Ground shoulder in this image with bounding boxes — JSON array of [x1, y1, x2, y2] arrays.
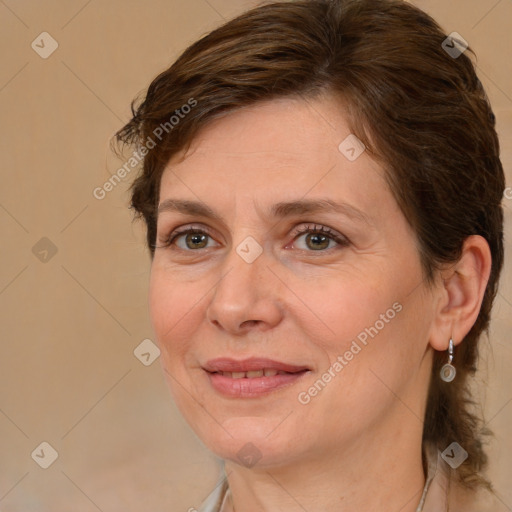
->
[[422, 447, 510, 512], [198, 477, 228, 512]]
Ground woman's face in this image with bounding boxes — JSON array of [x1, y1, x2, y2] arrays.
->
[[150, 97, 435, 467]]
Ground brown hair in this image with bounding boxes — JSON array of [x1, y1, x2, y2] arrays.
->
[[116, 0, 505, 487]]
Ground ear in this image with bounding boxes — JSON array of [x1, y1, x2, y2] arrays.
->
[[430, 235, 492, 351]]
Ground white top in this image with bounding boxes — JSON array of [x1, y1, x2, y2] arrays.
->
[[198, 447, 504, 512]]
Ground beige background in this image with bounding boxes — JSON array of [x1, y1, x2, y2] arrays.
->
[[0, 0, 512, 512]]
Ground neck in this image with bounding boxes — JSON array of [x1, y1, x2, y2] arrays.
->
[[225, 413, 425, 512]]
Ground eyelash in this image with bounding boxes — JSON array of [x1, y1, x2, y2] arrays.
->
[[156, 224, 350, 252]]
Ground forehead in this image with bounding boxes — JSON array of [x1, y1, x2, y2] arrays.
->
[[160, 97, 386, 221]]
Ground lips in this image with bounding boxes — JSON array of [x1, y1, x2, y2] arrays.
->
[[203, 358, 310, 399], [203, 357, 309, 378]]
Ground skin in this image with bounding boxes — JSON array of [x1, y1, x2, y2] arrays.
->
[[149, 96, 490, 512]]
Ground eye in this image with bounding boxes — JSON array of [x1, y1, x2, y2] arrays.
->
[[155, 225, 349, 252], [294, 225, 349, 252], [156, 227, 219, 251]]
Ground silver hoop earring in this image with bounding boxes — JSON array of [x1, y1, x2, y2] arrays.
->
[[440, 338, 457, 382]]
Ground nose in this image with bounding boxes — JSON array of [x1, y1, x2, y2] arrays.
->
[[206, 244, 283, 335]]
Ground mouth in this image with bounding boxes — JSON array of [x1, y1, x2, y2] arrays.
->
[[203, 358, 311, 398]]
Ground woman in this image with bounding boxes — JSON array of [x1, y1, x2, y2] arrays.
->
[[117, 0, 507, 512]]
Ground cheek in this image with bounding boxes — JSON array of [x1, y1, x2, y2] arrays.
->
[[148, 268, 202, 353]]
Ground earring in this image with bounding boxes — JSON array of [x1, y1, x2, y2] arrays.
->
[[440, 338, 457, 382]]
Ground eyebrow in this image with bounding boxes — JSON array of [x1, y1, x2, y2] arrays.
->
[[158, 198, 373, 226]]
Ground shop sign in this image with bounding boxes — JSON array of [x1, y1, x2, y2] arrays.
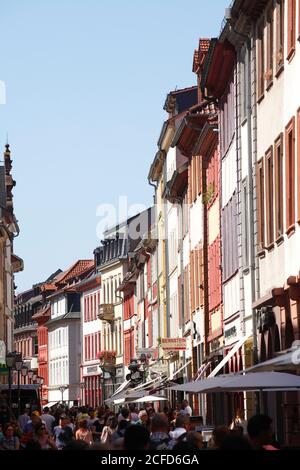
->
[[161, 338, 186, 351], [136, 348, 155, 356], [150, 364, 168, 374]]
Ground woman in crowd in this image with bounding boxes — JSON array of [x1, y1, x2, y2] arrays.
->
[[75, 419, 93, 444], [0, 423, 20, 450], [36, 423, 57, 450], [101, 416, 119, 444]]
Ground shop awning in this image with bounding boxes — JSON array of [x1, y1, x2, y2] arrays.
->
[[208, 333, 252, 378], [168, 361, 192, 380], [43, 401, 59, 409], [133, 395, 168, 403], [194, 361, 211, 382], [171, 372, 300, 393]]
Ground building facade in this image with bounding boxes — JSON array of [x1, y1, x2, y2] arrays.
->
[[77, 270, 102, 407], [0, 144, 23, 382], [45, 260, 94, 404]]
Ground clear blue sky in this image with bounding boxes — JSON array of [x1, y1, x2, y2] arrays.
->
[[0, 0, 229, 291]]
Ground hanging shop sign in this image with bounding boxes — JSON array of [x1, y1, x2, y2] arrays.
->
[[161, 338, 186, 351]]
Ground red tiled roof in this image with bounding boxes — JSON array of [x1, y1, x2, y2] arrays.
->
[[56, 259, 94, 284], [32, 305, 51, 320]]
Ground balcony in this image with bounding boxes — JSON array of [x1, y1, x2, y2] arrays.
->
[[98, 304, 115, 322]]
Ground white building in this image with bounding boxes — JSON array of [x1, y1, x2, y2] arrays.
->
[[77, 272, 103, 407], [46, 260, 94, 404]]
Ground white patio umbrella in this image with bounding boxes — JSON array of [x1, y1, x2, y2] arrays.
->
[[171, 372, 300, 393]]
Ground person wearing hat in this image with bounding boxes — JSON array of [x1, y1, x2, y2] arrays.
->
[[136, 410, 150, 428]]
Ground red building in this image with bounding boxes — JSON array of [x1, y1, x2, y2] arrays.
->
[[33, 303, 51, 406], [76, 270, 102, 407]]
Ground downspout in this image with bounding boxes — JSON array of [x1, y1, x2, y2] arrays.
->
[[226, 19, 259, 364], [174, 197, 185, 377], [148, 177, 161, 344], [247, 35, 259, 364], [163, 164, 170, 338]]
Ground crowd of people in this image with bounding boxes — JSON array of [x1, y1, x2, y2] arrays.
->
[[0, 400, 279, 453]]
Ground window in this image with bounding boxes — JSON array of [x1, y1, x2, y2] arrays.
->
[[192, 157, 197, 202], [33, 336, 39, 356], [240, 46, 249, 121], [285, 118, 295, 233], [256, 159, 265, 250], [220, 76, 234, 156], [276, 0, 284, 73], [242, 178, 249, 269], [182, 191, 189, 236], [287, 0, 296, 59], [190, 251, 195, 315], [257, 20, 265, 100], [274, 134, 283, 240], [266, 5, 274, 87], [183, 267, 190, 322], [222, 193, 238, 281], [265, 147, 274, 246]]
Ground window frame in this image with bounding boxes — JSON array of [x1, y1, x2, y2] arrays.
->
[[265, 146, 274, 249], [256, 18, 265, 102], [297, 109, 300, 224], [287, 0, 296, 61], [273, 132, 284, 243], [256, 157, 265, 252], [276, 0, 285, 78], [285, 116, 296, 235], [265, 2, 274, 90]]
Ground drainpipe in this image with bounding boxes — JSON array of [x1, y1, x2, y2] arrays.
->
[[247, 35, 259, 364], [148, 177, 161, 348], [163, 163, 170, 338], [174, 197, 185, 377]]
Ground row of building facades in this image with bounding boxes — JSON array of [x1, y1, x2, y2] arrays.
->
[[7, 0, 300, 443]]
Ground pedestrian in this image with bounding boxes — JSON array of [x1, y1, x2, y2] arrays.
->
[[150, 413, 171, 450], [42, 406, 55, 434], [0, 423, 20, 450], [180, 400, 192, 416], [229, 409, 247, 433], [75, 419, 93, 445], [168, 415, 190, 449], [36, 423, 57, 450], [129, 403, 139, 424], [247, 415, 278, 450], [18, 408, 30, 432], [53, 415, 73, 450], [212, 426, 230, 449], [136, 410, 149, 427], [101, 416, 119, 445], [186, 431, 204, 450]]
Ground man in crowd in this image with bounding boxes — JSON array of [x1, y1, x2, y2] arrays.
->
[[150, 413, 171, 450]]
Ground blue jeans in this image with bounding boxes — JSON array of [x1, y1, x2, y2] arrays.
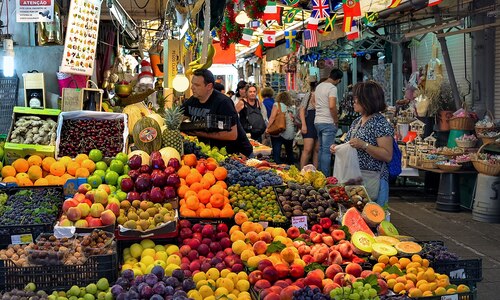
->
[[314, 123, 337, 177]]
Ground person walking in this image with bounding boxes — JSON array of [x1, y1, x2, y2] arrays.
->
[[266, 92, 295, 165], [330, 81, 394, 206], [299, 82, 319, 169], [314, 69, 344, 177]]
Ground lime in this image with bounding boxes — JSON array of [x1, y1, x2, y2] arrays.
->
[[115, 152, 128, 165], [89, 149, 102, 162], [104, 171, 120, 185], [95, 161, 108, 171]]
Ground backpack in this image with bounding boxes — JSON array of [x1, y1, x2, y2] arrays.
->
[[387, 138, 401, 179], [243, 101, 266, 135]]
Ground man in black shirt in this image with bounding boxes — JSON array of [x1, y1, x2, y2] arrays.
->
[[183, 69, 253, 156]]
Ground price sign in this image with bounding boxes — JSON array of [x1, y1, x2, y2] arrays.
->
[[292, 216, 307, 230]]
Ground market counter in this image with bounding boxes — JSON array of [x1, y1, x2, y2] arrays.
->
[[411, 166, 477, 212]]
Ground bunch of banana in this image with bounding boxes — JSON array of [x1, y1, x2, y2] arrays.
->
[[186, 44, 215, 75]]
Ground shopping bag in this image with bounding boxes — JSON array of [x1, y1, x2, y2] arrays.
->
[[333, 143, 362, 184]]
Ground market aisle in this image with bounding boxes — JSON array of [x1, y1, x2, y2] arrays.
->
[[389, 193, 500, 300]]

□ □ □ □ □ □ □

TO DO: Can you reproduce the listing from its first line through the line containing "[[158, 198, 373, 226]]", both ends included, with the requests kept as they are but every bounding-box coordinate in the answers shifted by -124? Leave the pictures out.

SOLVED EXERCISE:
Ground shoulder in this image with bounding boxes — JSON array of [x1, y1, x2, y2] arrays.
->
[[298, 323, 386, 388], [74, 353, 104, 388]]
Ground woman's face in this image with bounding boxes — JSON array of [x1, y1, x2, y2] arrays.
->
[[26, -27, 311, 343]]
Ground brown hair in this image with bounding boxes — JSON array of [x1, y1, x2, y2] arrays.
->
[[-8, -124, 381, 363]]
Ground ear in this image with bounding boxes — JSON array of [x1, y1, x2, y2] arrays.
->
[[306, 111, 368, 227]]
Ground white top in this image with bounding boxes — JSON array of [x1, y1, x2, y2] arrays.
->
[[74, 323, 380, 388]]
Ground beige background in this image with bounding boxes — JSON array of [x1, y1, x2, y2] arrays.
->
[[-124, -124, 388, 388]]
Ground neck in this image with bounding boxes — JSON array of [x1, y1, x2, y2] arrays.
->
[[101, 289, 301, 388]]
Ground eyelash in this image with bounding boxes — JSON array of [x1, y1, x2, y2] arrays.
->
[[32, 100, 226, 128]]
Ground forehead in this image with bounding boxes — JSON array of [x1, y1, x2, y2] arrays.
->
[[36, -27, 262, 97]]
Ground lips in this image with bounding boxes — JSON array of [x1, y1, x2, y2] arrays.
->
[[79, 234, 186, 275], [79, 233, 185, 254]]
Ground skin in this image with bounding boxes — JSON array of [x1, y1, x2, y2] arrays.
->
[[25, -28, 366, 388]]
Ground eye in this image with bounding boxes — JSON array of [x1, y1, x2, y2] arrays.
->
[[31, 101, 225, 128], [170, 101, 225, 128], [32, 103, 95, 127]]
Ground silver hoop earring in this image with bounding boxes — JSON array of [x1, y1, x2, y2] arrays.
->
[[316, 214, 333, 258]]
Ground nose in this image with bounding boxes — JSON array of [x1, y1, x2, y2] arrays.
->
[[82, 120, 159, 211]]
Ground mouth in this image with bounding boxes — JSON array of [x1, y1, x2, y2] arrays.
->
[[79, 234, 187, 274]]
Ground woman in this image with bounding boxes — JSON array of [x1, y1, x2, y2] arrays.
->
[[-7, -124, 383, 388]]
Ground cheek in this image with bounding boxes — JSON array of [x1, y1, x2, y2] arrays.
->
[[24, 144, 78, 229]]
Ground earring in this image with bounding boxes — JSON array of [x1, y1, x2, y2] arrays.
->
[[316, 214, 333, 258]]
Ground eyebrow in this image with bounding boxes — JSON array of [x1, y1, x2, y2] arrays.
->
[[34, 74, 249, 102]]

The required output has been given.